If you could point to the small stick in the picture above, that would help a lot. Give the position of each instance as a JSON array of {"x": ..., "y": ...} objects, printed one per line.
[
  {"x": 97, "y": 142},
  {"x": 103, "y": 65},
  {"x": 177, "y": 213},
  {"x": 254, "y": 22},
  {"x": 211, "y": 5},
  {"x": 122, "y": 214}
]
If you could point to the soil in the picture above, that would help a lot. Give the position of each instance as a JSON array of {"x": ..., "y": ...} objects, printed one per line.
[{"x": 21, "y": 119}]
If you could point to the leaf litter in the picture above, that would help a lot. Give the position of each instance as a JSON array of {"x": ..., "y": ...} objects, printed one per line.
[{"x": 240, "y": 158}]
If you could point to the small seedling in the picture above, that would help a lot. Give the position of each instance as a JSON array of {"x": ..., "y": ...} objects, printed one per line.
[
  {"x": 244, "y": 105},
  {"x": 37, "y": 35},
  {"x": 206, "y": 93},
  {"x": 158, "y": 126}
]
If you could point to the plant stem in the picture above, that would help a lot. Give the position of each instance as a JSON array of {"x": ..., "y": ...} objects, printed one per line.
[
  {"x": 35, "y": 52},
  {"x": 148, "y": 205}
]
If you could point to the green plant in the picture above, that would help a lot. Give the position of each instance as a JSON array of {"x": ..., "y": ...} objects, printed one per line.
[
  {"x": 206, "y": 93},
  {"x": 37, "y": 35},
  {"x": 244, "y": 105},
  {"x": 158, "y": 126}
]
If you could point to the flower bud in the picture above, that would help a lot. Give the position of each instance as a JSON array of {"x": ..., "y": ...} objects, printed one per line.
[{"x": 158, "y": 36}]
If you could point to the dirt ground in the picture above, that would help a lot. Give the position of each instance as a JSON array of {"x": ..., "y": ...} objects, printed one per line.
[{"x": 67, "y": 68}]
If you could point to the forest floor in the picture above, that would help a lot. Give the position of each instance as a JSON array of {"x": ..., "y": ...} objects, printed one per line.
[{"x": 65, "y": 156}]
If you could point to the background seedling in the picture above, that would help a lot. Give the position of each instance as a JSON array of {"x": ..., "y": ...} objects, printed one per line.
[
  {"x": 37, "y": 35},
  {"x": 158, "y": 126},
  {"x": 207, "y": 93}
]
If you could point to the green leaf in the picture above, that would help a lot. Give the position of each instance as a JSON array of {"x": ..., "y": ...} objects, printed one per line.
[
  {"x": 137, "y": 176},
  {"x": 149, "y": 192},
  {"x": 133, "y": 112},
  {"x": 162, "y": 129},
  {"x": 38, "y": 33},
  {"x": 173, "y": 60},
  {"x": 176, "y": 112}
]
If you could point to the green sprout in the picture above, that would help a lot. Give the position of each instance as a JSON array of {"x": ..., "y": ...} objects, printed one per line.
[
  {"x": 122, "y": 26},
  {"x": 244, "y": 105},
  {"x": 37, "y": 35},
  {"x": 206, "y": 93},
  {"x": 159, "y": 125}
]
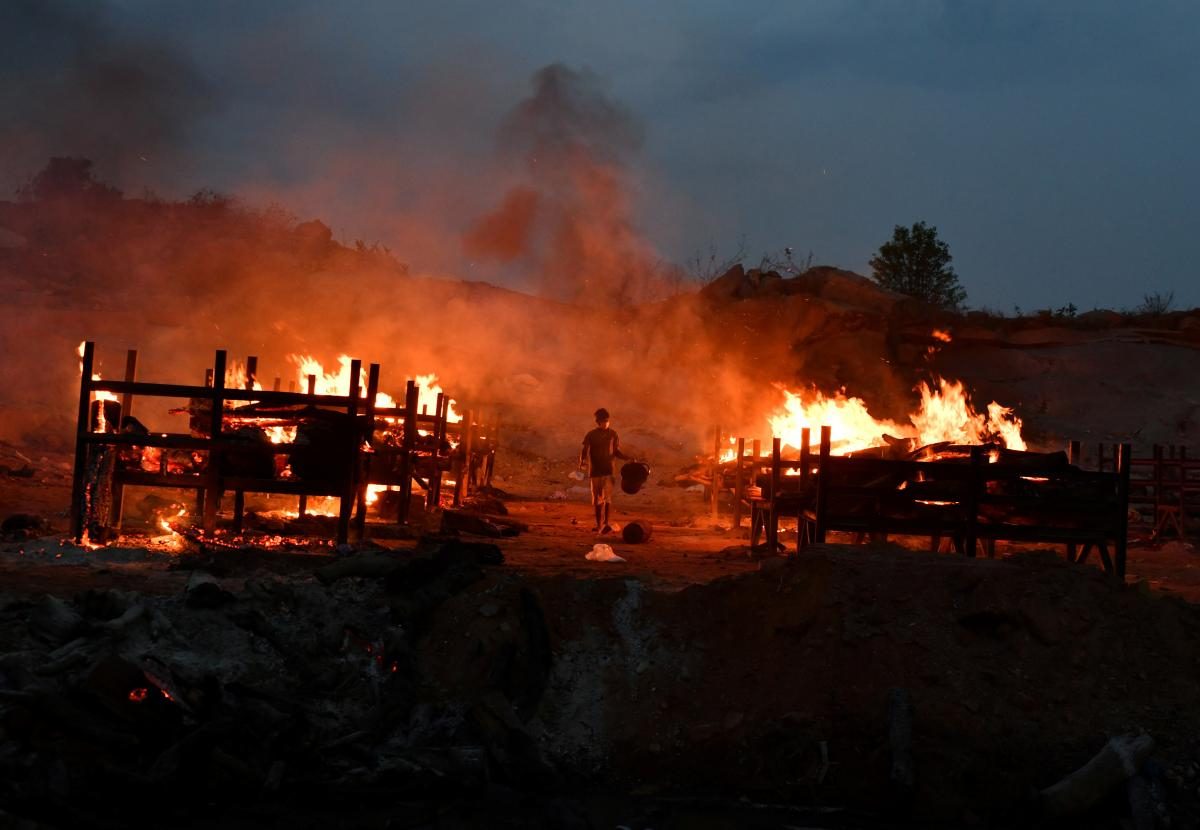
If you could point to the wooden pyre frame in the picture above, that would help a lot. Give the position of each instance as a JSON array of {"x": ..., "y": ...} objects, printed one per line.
[{"x": 359, "y": 459}]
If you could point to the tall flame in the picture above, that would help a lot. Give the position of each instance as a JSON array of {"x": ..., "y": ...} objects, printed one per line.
[
  {"x": 101, "y": 423},
  {"x": 945, "y": 414}
]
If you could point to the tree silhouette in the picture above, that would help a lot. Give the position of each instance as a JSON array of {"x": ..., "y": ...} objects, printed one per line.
[{"x": 918, "y": 264}]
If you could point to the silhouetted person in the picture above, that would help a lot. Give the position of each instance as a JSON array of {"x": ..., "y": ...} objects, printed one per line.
[{"x": 600, "y": 446}]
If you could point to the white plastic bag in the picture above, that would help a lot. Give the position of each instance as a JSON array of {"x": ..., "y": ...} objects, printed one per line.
[{"x": 603, "y": 553}]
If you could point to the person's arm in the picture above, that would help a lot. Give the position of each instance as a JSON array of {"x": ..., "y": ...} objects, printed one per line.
[{"x": 616, "y": 449}]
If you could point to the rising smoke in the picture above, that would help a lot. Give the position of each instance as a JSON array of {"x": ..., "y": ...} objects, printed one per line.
[
  {"x": 73, "y": 83},
  {"x": 570, "y": 221}
]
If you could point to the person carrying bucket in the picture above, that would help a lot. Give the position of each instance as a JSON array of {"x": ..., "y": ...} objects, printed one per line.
[{"x": 600, "y": 446}]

→ TASK DESCRIPTION: Copy out the records from the line containing "If you could point to the tall" through the end of the records, inclusive, keeping every request and shifting each x and y coordinate in the answers up by 55.

→ SOLVED PROBLEM:
If you could point to the tall flame in the picture above, that would help a lot. Give the position of each instance as a JSON array of {"x": ..., "y": ...} objects, printed one per line.
[
  {"x": 156, "y": 478},
  {"x": 1000, "y": 469}
]
If you could point to the tree silhouette in the picture above, that would help a lot. Give the position of each instance as a JSON array of {"x": ..., "y": ...} objects, printed one per line.
[{"x": 973, "y": 319}]
If you could point to the silhouetted person in the picture above, that would help a lot. Give the position of each instance as a JSON array of {"x": ..., "y": ...} objects, printed one per line.
[{"x": 655, "y": 501}]
If you could point to the white plastic bag in the picture above, that would help a lot. Give the position of each instance as a JSON array of {"x": ..., "y": ...} objects, printed one per line.
[{"x": 658, "y": 608}]
If you could point to the person's arm in the picture above, that would help a lot. Give the position of each instance as a JSON array of {"x": ..., "y": ...} objects, printed one per line.
[{"x": 671, "y": 504}]
If you could point to the rising smoke in the picture above, that would help a lot. Give the position of each instance as a JSON array of {"x": ..., "y": ...} objects, printed one per line.
[
  {"x": 128, "y": 138},
  {"x": 625, "y": 276}
]
If you could point to the person carrying bucket in the picture above, that would help a lot. Give the position of each instance as a JSON array of {"x": ..., "y": ...} objects, printed one per line.
[{"x": 655, "y": 501}]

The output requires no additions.